[Document text]
****
Who will be the first "'head" to take on the real challenge of the Apollo project? Mickey? Bob?

Baltimoron
10-18-2009, 05:23 PM
And how is it possible that these diavlogs aren't longer? May I ask?

Arguably, the 20 minute limit frustrates organization, because it just doesn't seem long enough to discuss multiple topics in that period of time. But then, two able interlocutors could turn the Apollo format into the novella equivalent of the elite diavlogs' novel format.

Ocean
10-18-2009, 05:34 PM
... the novella equivalent of the elite diavlogs' novel format...

Very creative way of looking at it, but I see it more like the headlines format, especially when it's a topic I'm interested in.

kidneystones
10-18-2009, 06:33 PM
irw writes...[...]

Thanks for the reply. First, I support the exercise in analysis in a group setting. My question is whether we learn only from having our expectations met. I do almost all my own reading in the social sciences, but I do some history of science.

Isn't it true that scientists often/sometimes get results that don't support a hypothesis? Or that suggest/confirm a working hypothesis has fundamental flaws? Darwin spent an immense amount of time testing the solubility of seeds. The result? He discovered that the dispersal of seeds in sea-currents could not explain the spread of plants. His theory of pangenisis turned out to be wrong. I'm sure you could cite hundreds of similar examples.

My own work now calls into question some canonical assumptions. There must necessarily be flaws in this exercise. Indeed, if we're trying to push the envelope, we're perhaps going to be more wrong than we are right.

It seems likely (to me) that you and Osmium are principally trying to establish which papers are clear, simple and have a single solid point. That's a worthy exercise. However, I'm arguing that there's often as much to be learned from poorly-constructed papers riddled with mistakes. I think Osmium pointed out that the safest, soundest arguments sometimes tell us nothing new at all.

Again, many thanks for the reply and a terrific dv. Come back soon, please.

JonIrenicus
10-19-2009, 07:20 PM
Nice job, Josh and Ian. Aside from the length of the diavlog and the (to me, silly) masking, it was indistinguishable from a "real" diavlog.

There should be a poll asking whether people think the length should be allowed to be longer if desired. I think most people would opt for the option of longer discussions if there was enough to talk about, both on the talkers side and the viewers side.

Wonderment
10-19-2009, 08:53 PM
I like the short talks, even for the "professionals". I agree with Mvanthony that the masking is a mistake. I didn't like it when it was discussed abstractly, and I like it even less now that I've seen the results: annoying and distracting.
****
[Exercise 1]
Answer these questions about the forum thread:
(a) What time limit does Baltimoron say frustrates organization?
(b) What did Darwin spend an immense amount of time testing, according to kidneystones?
(c) Whom does Wonderment agree with about the masking?
[Exercise 2] Set down the words of the forum thread starting with "Arguably, the 20" and going on through "diavlogs' novel format...".
[Exercise 3] Add the next part of the forum thread about the Apollo diavlogs, beginning after its last post.

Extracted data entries
****
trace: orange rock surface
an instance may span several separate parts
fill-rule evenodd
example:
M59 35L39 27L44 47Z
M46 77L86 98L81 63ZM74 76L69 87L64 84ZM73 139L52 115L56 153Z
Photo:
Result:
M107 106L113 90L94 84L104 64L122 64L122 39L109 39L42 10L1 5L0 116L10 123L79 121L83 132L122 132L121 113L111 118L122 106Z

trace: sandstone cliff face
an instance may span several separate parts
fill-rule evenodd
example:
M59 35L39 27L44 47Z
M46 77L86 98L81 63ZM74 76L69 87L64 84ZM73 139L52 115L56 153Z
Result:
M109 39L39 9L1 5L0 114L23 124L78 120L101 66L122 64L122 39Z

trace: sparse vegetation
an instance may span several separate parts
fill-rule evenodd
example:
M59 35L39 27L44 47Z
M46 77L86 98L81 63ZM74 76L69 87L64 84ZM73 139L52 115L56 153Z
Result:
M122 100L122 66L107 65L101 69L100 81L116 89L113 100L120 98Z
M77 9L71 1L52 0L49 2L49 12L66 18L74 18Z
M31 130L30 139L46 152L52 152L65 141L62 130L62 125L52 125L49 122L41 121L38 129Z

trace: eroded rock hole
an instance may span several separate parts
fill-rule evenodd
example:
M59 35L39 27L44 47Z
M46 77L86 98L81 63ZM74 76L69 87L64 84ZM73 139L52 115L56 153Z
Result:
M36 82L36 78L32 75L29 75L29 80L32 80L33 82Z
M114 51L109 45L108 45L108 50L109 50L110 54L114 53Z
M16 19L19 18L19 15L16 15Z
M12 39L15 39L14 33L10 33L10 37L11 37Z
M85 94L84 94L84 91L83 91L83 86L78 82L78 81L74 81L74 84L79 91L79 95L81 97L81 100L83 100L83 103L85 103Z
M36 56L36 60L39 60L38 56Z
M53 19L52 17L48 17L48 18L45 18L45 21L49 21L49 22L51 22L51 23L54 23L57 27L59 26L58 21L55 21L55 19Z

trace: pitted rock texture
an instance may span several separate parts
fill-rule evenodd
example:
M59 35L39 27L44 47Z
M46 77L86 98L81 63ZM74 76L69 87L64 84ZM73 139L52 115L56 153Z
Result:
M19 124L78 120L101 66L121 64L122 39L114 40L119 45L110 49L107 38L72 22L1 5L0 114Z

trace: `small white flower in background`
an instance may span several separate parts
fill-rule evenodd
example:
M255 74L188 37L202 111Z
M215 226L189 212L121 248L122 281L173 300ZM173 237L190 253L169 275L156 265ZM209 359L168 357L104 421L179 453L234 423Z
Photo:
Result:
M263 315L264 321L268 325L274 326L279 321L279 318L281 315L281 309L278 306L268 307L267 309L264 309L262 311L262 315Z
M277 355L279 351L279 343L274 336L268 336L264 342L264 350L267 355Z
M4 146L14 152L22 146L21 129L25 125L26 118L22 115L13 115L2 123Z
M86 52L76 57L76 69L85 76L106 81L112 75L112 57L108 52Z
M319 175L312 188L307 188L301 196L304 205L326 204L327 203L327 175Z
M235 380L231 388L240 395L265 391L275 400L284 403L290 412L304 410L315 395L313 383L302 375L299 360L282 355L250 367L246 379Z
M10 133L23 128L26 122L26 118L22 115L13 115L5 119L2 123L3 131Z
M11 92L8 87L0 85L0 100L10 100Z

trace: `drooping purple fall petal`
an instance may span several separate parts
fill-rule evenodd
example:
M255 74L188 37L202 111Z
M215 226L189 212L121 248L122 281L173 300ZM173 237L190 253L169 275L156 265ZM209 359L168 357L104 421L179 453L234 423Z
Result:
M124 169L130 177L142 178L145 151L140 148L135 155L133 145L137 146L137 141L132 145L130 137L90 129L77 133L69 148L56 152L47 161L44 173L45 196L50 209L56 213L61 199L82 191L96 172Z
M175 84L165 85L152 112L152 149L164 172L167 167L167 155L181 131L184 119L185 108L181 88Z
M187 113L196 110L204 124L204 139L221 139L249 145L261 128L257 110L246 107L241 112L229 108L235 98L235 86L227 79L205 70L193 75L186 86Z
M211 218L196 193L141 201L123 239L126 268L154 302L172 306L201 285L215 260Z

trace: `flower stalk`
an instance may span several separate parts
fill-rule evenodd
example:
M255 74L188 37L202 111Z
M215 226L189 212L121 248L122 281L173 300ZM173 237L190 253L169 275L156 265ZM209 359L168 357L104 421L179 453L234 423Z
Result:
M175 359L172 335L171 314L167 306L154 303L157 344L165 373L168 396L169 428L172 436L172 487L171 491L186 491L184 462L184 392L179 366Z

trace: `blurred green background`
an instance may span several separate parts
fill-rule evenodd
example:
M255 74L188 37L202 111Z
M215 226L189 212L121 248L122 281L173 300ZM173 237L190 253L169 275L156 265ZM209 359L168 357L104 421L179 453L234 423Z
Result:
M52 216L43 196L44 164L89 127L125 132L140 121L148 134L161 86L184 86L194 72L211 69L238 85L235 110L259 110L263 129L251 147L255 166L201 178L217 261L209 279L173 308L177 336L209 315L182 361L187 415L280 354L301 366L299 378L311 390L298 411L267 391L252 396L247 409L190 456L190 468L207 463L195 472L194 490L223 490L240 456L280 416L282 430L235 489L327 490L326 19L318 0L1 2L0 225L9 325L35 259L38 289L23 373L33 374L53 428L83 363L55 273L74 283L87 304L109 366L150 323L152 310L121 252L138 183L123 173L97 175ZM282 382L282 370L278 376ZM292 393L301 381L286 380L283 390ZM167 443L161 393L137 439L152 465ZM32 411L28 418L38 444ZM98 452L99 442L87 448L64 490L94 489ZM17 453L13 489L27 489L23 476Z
****
[Exercise output 1]
(a) The 20 minute limit.
(b) The solubility of seeds.
(c) Mvanthony.

[Exercise output 2]
Arguably, the 20 minute limit frustrates organization, because it just doesn't seem long enough to discuss multiple topics in that period of time. But then, two able interlocutors could turn the Apollo format into the novella equivalent of the elite diavlogs' novel format.

Ocean
10-18-2009, 05:34 PM
... the novella equivalent of the elite diavlogs' novel format...

[Exercise output 3]
irw
10-19-2009, 09:52 PM
irw writes...[...]
Isn't it true that scientists often/sometimes get results that don't support a hypothesis?

Yes, absolutely. In my experience discussion of this kind of idea(s) occurs at the research group level or at conferences or written in editorial/perspectives. I don't know how this would occur in a paper; it shouldn't. Or at least it should be limited to a sentence or two in the discussion. A paper should make a short little point and provide sufficient evidence/analysis to support that point. A paper with a statement like "I discovered that the dispersal of seeds in sea-currents could not explain the spread of plant life in this location" would get a strong D from Osmium. And, it should; it needs an ending. It needs a point.

It would be much easier (if much easier is possible) to add to/generate grand ideas if each paper reported an accurate little point. I think sifting through the chaff makes it harder.

Does that make any sense, or am I still missing.

Thanks for you comments etc, much appreciated

kidneystones
10-19-2009, 10:33 PM
irw writes....[...]

All right. You and osmium are arguing then, if I understand you, for a particular style of paper-writing that makes depends on researchers being thoroughly up-to-date on all published material in their area of expertise in all languages, I presume, before the piece is submitted for publication.

I generally agree, btw, with your approach to research and to publishing. The argument can be made that researchers stand a better chance of winning support and funding by writing in the style you advocate.

The problem, however, is that awarding a 'D' to any research paper, even with caveats isn't likely to encourage debate or further inquiry.

Cheers!

osmium
10-20-2009, 01:01 AM
A paper with a statement like "I discovered that the dispersal of seeds in sea-currents could not explain the spread of plant life in this location" would get a strong D from Osmium. And, it should; it needs an ending. It needs a point.


Hm, just as I was reading that, I thought maybe that sounded like a good topic. Perhaps just because I know nothing about seed dispersal. A negative result might be good, provided it is large and important enough.

However, something like "I discovered that compound X cannot be prepared in an aqueous solution," is definitely not acceptable for a paper topic. Rather, that is information you keep in your memory banks until you can write something BIGGER about compound X. Then you report it as a simple statement in the experimental section.

I think I collect small negative results and then use them as spice to sprinkle in a paper.

osmium
10-20-2009, 01:16 AM
irw writes....[...]

All right. You and osmium are arguing then, if I understand you, for a particular style of paper-writing that makes depends on researchers being thoroughly up-to-date on all published material in their area of expertise in all languages, I presume, before the piece is submitted for publication.


Kind of, yes. But that's one of the points of peer-review: if there is a major piece of background literature you're missing, a reviewer should tell you you have to include it and consider it. That's one of the checks/balances that you are up-to-date.

The language thing can be difficult, but generally only because the journal is completely unavailable to you, like because it's in Japanese, etc. In that case, if it has an important result, it will eventually be covered in a literature review article in English, and you will get its point from there. So that adds a couple years to the meme's time constant for spreading far and wide, but it still will.

People will compete for being the first person to find an important, obscure paper. Doubly so if it's in a far-out language.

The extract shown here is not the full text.